_WHAT IS EXPECTED:_ Please convert every line of the rows below into a JSON list of strings, one string per line, with blank lines and the pictures left out.

++++ DATA SECTION ++++

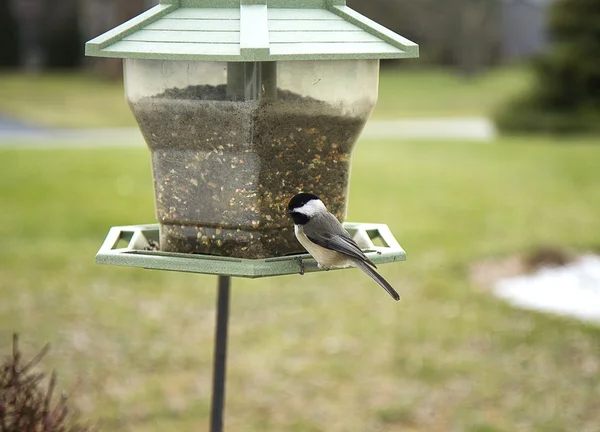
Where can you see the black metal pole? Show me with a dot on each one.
(220, 355)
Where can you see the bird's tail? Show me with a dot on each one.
(377, 278)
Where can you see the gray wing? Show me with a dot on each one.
(332, 235)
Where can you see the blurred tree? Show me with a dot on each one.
(9, 53)
(460, 33)
(566, 94)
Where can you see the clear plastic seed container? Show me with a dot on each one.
(231, 143)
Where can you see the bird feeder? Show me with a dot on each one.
(243, 104)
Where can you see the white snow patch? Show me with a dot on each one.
(571, 290)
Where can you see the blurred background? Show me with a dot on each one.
(482, 156)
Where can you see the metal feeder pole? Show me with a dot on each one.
(220, 355)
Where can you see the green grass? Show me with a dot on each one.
(324, 352)
(80, 100)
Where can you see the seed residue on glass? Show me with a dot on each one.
(224, 170)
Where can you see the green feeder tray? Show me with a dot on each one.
(132, 246)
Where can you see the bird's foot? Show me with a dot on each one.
(303, 265)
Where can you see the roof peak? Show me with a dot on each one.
(296, 4)
(242, 30)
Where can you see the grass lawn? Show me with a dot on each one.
(79, 100)
(323, 352)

++++

_RESPONSE:_
[
  "Where can you see the black metal pole? Show me with a dot on each one.",
  "(220, 355)",
  "Where can you see the bird's tail? Show me with a dot on each one.",
  "(377, 278)",
  "Where can you see the gray wing? Show me with a dot on each one.",
  "(332, 235)",
  "Where can you see the blurred tree? Show me with a dot on each one.",
  "(9, 53)",
  "(460, 33)",
  "(566, 94)",
  "Where can you see the clear plastic seed container? Show me with a dot on each one.",
  "(231, 143)",
  "Where can you see the bird feeder? Show me with a dot on each one.",
  "(243, 104)",
  "Where can you see the white snow patch? Show me with a dot on each one.",
  "(571, 290)",
  "Where can you see the blurred background? Show me with a dot on each one.",
  "(482, 156)",
  "Where can you see the metal feeder pole? Show me with a dot on each one.",
  "(220, 355)",
  "Where can you see the green grass? Show me with a dot on each one.",
  "(324, 352)",
  "(80, 100)",
  "Where can you see the seed residue on glass? Show me with a dot on each one.",
  "(224, 170)",
  "Where can you see the green feeder tray? Show me with a dot on each one.",
  "(132, 246)",
  "Where can you see the bird's foot? Show me with a dot on each one.",
  "(303, 265)",
  "Where can you see the roof peak? Show me with a dot on each one.",
  "(296, 4)",
  "(242, 30)",
  "Where can you see the grass lawn? Show me with a dot on each one.",
  "(79, 100)",
  "(323, 352)"
]